Referring expression data:
#####
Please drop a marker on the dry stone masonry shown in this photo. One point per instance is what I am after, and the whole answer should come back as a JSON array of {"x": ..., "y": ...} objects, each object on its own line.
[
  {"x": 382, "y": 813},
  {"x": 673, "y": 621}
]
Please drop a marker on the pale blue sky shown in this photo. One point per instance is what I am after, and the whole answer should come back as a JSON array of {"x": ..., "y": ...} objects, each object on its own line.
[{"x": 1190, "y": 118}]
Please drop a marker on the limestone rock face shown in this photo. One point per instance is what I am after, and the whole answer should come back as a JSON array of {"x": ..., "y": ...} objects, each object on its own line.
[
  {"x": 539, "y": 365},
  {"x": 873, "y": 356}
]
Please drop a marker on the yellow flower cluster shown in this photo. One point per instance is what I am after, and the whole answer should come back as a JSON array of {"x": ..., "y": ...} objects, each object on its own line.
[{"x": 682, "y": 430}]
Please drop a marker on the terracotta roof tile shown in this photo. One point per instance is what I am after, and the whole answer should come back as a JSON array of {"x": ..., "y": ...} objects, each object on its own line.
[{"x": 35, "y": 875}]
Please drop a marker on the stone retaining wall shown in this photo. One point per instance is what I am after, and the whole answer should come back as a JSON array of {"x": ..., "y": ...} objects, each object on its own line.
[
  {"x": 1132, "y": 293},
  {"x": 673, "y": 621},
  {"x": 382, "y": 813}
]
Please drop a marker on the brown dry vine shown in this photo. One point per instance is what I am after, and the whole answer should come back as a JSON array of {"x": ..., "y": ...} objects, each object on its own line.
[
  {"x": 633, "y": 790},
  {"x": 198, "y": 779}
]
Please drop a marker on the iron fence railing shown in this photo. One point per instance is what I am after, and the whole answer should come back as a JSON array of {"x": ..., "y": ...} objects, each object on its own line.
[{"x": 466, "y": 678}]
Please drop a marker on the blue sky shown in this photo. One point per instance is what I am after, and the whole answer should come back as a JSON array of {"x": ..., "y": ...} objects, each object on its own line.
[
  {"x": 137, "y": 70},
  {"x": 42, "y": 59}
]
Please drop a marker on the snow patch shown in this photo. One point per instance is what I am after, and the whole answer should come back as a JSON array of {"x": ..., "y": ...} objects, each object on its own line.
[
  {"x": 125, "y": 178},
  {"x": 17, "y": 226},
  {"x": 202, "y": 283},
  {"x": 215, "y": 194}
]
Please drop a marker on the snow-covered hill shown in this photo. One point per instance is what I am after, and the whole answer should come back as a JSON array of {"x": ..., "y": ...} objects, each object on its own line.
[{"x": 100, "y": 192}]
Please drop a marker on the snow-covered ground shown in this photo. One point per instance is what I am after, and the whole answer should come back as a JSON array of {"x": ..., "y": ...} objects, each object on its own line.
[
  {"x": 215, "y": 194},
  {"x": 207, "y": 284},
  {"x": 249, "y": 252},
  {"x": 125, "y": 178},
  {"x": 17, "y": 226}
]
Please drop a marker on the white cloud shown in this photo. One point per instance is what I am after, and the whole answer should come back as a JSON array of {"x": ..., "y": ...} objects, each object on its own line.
#####
EXERCISE PROMPT
Line by line, reproduce the data exactly as given.

SOLVED PROBLEM
Please drop a marker on the dry stone masonry shown in this photo. One point per instance is what I am after, and the whole answer should come back as a JSON array of {"x": ..., "y": ...} objects, each object on its own line.
[
  {"x": 382, "y": 813},
  {"x": 673, "y": 621}
]
Please drop a marker on the pale blue sky shown in this photo. One point per instance is what I am after, and the whole answer should come back as a JSON array of {"x": ..., "y": ...} objects, each object on its own line.
[{"x": 1190, "y": 118}]
Please drop a marker on the limestone rock face shown in this photo. One point per instance is what I am after, and the whole answer should come back as a JSON array of {"x": ..., "y": ...} objects, each object on its own line.
[
  {"x": 539, "y": 365},
  {"x": 873, "y": 356}
]
Please drop a marker on the yellow flower cluster shown in this photo. One point per instance is what I am after, and the whole answer should come back as a JSON array of {"x": ..., "y": ...} objects, each object on its own line.
[{"x": 682, "y": 430}]
Please drop a marker on the terracotta roof tile shown in this photo. One point per instance is what I am after, and the whole answer should come back as a JSON array of {"x": ..., "y": ...} objects, each object on its own line.
[{"x": 35, "y": 875}]
Please drop a marker on the stone retaining wall shown in this photo. One point per instance is what I am after, and the whole answer should come back as a JSON array of {"x": ..., "y": ...} objects, each object on its own line.
[
  {"x": 1132, "y": 293},
  {"x": 673, "y": 621},
  {"x": 382, "y": 813}
]
Please drop a marker on the brown dry vine shown in this photo. One point per instance is what I am after, and the whole answer should come back as a JSON array of {"x": ..., "y": ...} objects, each object on its own line.
[
  {"x": 633, "y": 790},
  {"x": 198, "y": 779}
]
Please drop a marker on the iron fence railing shown in this photo. One point per instance is what I am after, and the whole answer should come back as a JSON array of {"x": ..., "y": ...} objects, each object on its own line.
[{"x": 466, "y": 678}]
Please drop a marker on the blue sky shown in this photo. One point per instance is what I am after, and the whole answer should come back as a JSON array of {"x": ..., "y": ...} objects, each object on its own line.
[
  {"x": 137, "y": 70},
  {"x": 42, "y": 59}
]
Please drop a marker on the snow patch shown in this photo. One point per instance is what I am after, and the whole answer should come back as a JSON array of {"x": ..., "y": ...} objects, each object on its own line.
[
  {"x": 125, "y": 178},
  {"x": 17, "y": 226},
  {"x": 202, "y": 283},
  {"x": 215, "y": 194}
]
Please drop a marker on the snow-covered hill shown in this photo. One point per instance is what I am after, and the whole answer should come back as a JSON array of {"x": ..., "y": ...} objects, each object on its own line.
[{"x": 100, "y": 192}]
Please drop a marker on the snow-covered ground shown in this photo. One point per instance is what I am after, and the whole answer should come back as a JSON array of {"x": ..., "y": ...} objects, each object on its own line.
[
  {"x": 215, "y": 194},
  {"x": 207, "y": 284},
  {"x": 249, "y": 252},
  {"x": 125, "y": 178},
  {"x": 17, "y": 226}
]
Please drop a marker on the white cloud shown in this photo. One point per instance is what I am after, and the whole answer should come back as a JSON array of {"x": ..., "y": ...} objects, each object on its own line.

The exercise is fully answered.